- [Task requirements]
Using the data below, return all lines in which "dark" appears.

- [Supplied information]
[Start of section]

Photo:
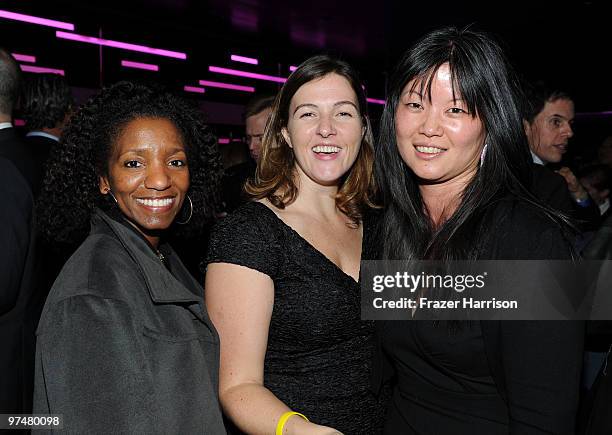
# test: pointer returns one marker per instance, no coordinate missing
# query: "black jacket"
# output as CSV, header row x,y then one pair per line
x,y
39,147
14,148
535,364
125,346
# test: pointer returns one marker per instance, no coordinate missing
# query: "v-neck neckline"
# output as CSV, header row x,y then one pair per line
x,y
310,246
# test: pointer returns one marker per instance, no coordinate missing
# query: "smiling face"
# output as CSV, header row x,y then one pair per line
x,y
551,130
324,129
148,174
436,136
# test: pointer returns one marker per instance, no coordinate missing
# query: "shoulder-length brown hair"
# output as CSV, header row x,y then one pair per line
x,y
274,178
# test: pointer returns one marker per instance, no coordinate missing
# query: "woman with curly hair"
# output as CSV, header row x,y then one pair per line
x,y
282,280
124,343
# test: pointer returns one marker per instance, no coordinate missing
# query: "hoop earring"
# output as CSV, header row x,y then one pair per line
x,y
110,192
483,153
190,213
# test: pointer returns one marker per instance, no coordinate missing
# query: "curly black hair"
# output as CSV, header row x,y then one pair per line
x,y
70,191
47,99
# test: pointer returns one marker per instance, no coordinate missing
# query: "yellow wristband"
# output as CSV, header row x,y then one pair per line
x,y
283,420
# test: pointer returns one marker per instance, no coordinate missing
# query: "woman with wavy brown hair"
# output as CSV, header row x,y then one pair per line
x,y
282,280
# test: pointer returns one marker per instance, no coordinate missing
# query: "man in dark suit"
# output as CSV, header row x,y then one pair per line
x,y
12,146
16,263
47,104
17,254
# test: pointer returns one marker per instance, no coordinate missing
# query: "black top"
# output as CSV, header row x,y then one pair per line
x,y
493,377
319,351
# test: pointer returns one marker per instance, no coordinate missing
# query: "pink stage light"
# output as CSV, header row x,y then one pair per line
x,y
36,20
235,72
24,57
40,69
375,101
227,86
139,65
121,45
194,89
243,59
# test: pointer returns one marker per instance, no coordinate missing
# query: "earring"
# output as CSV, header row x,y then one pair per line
x,y
483,153
190,213
110,192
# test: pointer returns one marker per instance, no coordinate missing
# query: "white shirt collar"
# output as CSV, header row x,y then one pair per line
x,y
536,159
43,134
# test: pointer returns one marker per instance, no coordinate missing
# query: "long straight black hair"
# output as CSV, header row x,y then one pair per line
x,y
482,77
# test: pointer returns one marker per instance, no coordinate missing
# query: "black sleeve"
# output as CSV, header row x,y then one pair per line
x,y
247,238
16,217
541,360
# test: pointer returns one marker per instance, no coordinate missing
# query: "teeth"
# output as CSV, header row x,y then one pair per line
x,y
156,202
326,149
429,150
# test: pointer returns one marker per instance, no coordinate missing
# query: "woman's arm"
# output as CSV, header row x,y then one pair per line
x,y
239,302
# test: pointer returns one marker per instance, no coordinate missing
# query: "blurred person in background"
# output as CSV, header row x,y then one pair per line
x,y
46,106
548,116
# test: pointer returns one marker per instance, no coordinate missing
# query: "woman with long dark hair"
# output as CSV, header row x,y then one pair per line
x,y
282,279
453,166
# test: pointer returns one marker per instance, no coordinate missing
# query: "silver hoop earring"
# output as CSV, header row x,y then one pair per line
x,y
483,153
190,213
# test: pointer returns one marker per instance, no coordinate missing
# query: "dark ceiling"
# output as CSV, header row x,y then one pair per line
x,y
568,42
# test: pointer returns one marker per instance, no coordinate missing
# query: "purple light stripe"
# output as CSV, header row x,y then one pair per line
x,y
243,59
194,89
121,45
591,114
40,69
227,86
36,20
139,65
24,57
375,101
235,72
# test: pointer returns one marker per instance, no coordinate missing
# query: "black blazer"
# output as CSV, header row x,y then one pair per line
x,y
16,273
39,147
124,344
14,148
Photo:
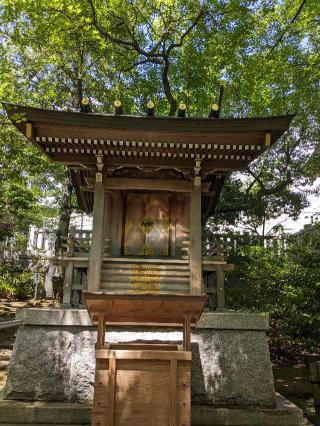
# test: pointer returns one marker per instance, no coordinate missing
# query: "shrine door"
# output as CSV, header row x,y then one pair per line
x,y
146,225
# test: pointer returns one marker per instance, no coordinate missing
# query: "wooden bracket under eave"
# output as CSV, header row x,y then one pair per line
x,y
268,139
29,130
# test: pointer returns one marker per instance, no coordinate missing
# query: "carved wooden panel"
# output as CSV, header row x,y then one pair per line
x,y
147,225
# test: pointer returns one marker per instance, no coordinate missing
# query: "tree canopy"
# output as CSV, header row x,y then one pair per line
x,y
265,53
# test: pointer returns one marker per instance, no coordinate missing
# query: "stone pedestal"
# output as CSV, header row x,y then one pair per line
x,y
53,358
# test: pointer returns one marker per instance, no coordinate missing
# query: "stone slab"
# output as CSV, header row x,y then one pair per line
x,y
54,359
233,321
80,317
13,413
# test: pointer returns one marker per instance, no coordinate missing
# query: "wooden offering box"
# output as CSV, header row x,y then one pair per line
x,y
143,384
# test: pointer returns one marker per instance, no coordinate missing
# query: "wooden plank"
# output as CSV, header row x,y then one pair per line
x,y
101,332
125,184
143,346
187,333
220,289
111,391
146,308
195,240
173,393
96,250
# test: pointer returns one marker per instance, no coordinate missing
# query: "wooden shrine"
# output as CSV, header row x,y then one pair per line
x,y
151,183
143,384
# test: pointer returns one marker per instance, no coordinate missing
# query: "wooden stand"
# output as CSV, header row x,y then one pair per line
x,y
143,384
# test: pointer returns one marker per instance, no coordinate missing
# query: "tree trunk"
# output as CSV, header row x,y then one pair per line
x,y
61,235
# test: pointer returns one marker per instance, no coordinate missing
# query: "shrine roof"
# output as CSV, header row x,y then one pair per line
x,y
75,139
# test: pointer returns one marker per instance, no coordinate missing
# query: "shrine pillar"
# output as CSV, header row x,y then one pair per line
x,y
97,242
195,238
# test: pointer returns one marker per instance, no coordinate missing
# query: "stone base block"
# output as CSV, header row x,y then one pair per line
x,y
54,359
15,413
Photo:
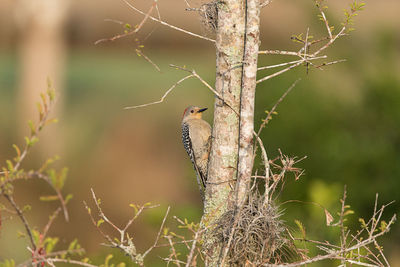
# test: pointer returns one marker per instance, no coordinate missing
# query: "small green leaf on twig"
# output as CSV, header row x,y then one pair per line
x,y
99,222
49,198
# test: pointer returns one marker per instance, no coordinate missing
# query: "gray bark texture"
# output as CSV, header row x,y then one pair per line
x,y
231,157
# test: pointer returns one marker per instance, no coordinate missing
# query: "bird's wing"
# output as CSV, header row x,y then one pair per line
x,y
187,143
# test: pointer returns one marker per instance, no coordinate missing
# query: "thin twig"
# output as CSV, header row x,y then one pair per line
x,y
164,96
10,199
158,235
169,25
130,32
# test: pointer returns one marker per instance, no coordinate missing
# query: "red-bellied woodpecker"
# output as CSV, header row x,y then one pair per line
x,y
196,138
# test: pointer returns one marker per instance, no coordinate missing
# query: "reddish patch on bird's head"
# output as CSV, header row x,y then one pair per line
x,y
185,111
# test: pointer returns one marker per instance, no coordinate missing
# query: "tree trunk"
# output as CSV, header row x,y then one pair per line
x,y
237,49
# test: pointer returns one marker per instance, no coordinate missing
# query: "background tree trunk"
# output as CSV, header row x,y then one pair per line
x,y
237,50
42,53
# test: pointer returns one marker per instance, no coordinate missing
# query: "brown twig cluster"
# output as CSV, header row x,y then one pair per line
x,y
360,248
125,242
259,234
305,54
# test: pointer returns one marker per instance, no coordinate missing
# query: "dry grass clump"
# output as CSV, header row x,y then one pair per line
x,y
259,234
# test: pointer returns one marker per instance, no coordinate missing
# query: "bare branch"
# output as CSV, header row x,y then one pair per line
x,y
10,199
137,29
164,96
167,24
159,234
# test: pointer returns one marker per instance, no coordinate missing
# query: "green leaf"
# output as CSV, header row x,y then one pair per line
x,y
99,222
10,166
18,151
72,245
68,198
48,198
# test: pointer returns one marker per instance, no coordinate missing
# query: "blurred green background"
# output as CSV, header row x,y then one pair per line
x,y
345,119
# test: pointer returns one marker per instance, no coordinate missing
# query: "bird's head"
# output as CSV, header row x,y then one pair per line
x,y
193,112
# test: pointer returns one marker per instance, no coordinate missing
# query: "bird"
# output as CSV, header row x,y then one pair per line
x,y
196,138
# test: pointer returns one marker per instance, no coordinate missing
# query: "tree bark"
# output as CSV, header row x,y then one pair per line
x,y
237,43
246,130
224,149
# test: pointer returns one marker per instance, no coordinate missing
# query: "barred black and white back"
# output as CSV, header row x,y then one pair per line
x,y
187,144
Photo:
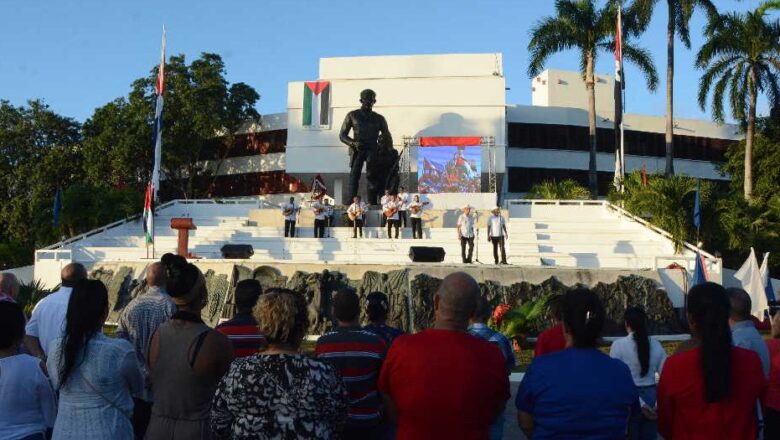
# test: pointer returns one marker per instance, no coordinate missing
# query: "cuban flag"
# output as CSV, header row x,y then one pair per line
x,y
159,88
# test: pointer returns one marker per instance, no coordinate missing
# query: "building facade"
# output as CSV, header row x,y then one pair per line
x,y
460,95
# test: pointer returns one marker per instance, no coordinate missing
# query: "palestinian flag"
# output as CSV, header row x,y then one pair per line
x,y
316,103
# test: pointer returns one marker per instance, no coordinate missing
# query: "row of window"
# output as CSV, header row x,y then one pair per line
x,y
570,137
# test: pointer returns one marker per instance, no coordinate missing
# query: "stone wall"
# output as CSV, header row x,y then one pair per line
x,y
403,290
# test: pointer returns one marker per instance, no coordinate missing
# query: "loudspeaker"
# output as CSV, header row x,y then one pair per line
x,y
423,254
237,251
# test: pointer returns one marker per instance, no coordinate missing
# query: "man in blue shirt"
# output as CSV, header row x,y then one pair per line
x,y
479,328
743,331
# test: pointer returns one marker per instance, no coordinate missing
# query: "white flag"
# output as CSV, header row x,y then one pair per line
x,y
753,283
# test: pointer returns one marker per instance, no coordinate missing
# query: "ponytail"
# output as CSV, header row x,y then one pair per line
x,y
636,319
86,308
583,317
708,310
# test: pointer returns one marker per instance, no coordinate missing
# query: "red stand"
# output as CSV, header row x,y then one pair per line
x,y
183,225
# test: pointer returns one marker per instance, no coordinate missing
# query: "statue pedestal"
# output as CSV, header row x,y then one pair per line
x,y
183,225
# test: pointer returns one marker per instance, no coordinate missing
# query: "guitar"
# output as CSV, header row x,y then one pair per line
x,y
416,209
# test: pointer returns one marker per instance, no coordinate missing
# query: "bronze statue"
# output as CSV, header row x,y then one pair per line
x,y
371,144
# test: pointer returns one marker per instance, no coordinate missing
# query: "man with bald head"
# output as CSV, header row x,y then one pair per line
x,y
444,382
47,322
137,323
9,287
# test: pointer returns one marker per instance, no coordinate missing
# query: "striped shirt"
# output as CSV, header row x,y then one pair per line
x,y
358,355
243,334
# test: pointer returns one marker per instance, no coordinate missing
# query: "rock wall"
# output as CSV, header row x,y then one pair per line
x,y
410,297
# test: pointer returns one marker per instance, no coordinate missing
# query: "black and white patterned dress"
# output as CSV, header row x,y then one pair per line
x,y
279,397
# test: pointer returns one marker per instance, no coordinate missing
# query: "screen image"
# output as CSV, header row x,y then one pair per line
x,y
449,169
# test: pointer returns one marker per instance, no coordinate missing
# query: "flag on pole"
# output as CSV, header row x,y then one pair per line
x,y
159,88
619,86
699,271
750,277
770,291
697,206
57,206
149,216
316,104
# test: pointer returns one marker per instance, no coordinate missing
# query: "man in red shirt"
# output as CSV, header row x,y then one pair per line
x,y
552,339
444,382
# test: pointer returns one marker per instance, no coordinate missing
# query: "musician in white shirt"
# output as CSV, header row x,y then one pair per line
x,y
497,234
403,204
318,208
390,211
466,234
357,213
416,209
290,214
382,201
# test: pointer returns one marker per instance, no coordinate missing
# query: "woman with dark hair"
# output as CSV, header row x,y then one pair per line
x,y
377,308
645,357
27,402
95,375
186,360
280,393
711,390
579,392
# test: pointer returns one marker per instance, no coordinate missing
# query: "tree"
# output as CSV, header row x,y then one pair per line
x,y
679,13
201,117
579,25
741,57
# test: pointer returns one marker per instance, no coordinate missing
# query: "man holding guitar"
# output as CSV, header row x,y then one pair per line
x,y
290,214
318,208
415,213
357,213
390,211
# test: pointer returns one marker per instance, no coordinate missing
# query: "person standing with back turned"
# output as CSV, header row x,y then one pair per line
x,y
443,383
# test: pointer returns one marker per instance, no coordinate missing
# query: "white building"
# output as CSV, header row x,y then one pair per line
x,y
464,95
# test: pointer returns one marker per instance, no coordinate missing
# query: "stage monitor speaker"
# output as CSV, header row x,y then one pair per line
x,y
423,254
237,251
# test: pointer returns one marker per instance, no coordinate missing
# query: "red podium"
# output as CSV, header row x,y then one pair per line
x,y
183,225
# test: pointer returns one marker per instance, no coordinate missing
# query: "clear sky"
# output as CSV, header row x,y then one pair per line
x,y
78,55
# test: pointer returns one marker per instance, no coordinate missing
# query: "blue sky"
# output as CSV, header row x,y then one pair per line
x,y
78,55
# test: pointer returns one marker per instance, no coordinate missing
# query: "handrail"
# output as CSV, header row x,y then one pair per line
x,y
238,201
618,210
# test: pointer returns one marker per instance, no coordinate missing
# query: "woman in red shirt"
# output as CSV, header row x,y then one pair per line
x,y
711,390
772,404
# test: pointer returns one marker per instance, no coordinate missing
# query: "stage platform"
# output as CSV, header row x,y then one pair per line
x,y
587,235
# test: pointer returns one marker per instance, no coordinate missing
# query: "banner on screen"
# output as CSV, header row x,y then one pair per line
x,y
446,169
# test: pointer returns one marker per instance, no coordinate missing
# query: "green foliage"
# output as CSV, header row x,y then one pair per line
x,y
566,189
30,294
667,202
524,319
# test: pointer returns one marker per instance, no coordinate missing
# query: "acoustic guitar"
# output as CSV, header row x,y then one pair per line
x,y
416,209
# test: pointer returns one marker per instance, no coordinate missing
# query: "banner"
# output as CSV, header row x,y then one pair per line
x,y
449,169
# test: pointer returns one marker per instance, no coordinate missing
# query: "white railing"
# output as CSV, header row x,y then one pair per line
x,y
620,212
241,201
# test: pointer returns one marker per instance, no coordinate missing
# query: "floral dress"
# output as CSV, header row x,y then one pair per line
x,y
279,397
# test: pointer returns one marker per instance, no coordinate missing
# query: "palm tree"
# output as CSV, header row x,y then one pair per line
x,y
580,25
679,13
742,58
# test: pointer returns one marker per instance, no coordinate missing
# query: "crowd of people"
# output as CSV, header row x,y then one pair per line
x,y
168,375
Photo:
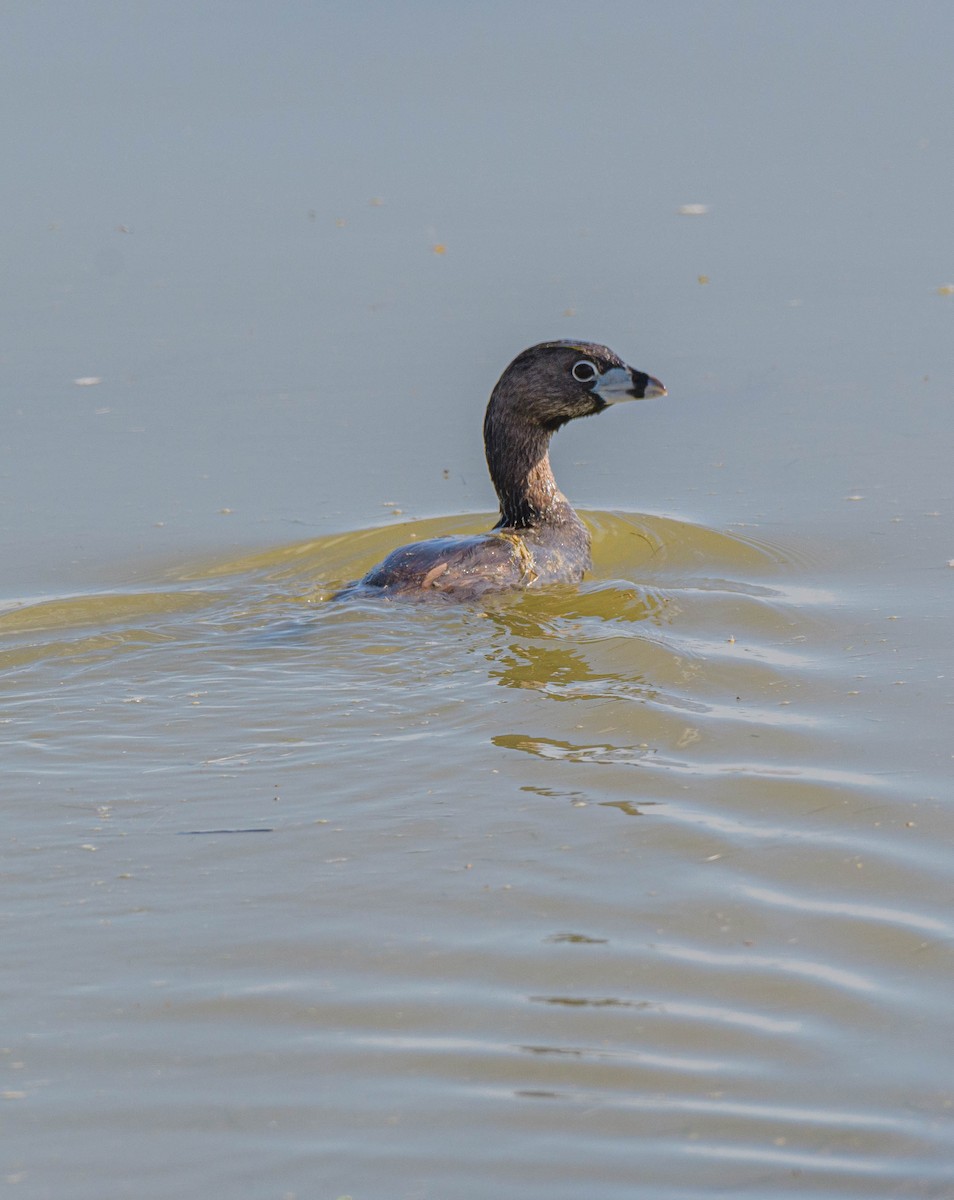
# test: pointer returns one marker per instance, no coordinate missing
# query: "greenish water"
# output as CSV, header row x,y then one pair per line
x,y
637,891
597,876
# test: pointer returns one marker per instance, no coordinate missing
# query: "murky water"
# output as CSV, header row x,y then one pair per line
x,y
639,889
612,881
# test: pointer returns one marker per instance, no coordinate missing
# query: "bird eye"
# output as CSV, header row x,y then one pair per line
x,y
585,371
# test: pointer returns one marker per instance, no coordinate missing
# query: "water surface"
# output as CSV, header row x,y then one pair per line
x,y
636,889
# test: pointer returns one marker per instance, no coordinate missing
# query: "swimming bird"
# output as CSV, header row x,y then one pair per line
x,y
539,538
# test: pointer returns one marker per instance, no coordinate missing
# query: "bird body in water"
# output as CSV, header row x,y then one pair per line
x,y
539,538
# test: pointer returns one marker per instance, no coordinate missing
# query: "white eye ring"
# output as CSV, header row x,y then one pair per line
x,y
585,371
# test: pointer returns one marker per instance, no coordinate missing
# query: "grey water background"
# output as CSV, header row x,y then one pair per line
x,y
640,889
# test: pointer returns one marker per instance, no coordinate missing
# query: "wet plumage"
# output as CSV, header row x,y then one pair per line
x,y
539,538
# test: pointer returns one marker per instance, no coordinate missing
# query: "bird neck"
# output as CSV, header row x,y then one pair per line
x,y
519,462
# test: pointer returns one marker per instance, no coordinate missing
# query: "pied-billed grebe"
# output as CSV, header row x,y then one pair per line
x,y
539,539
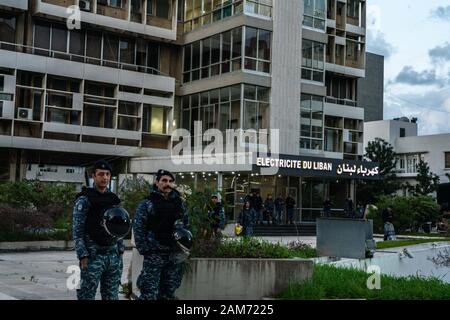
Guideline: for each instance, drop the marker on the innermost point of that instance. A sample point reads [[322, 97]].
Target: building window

[End of section]

- [Task result]
# query: "man in dark suit"
# query: "woman with long dark hair"
# query: "dark ceiling"
# query: "woman with dark hair"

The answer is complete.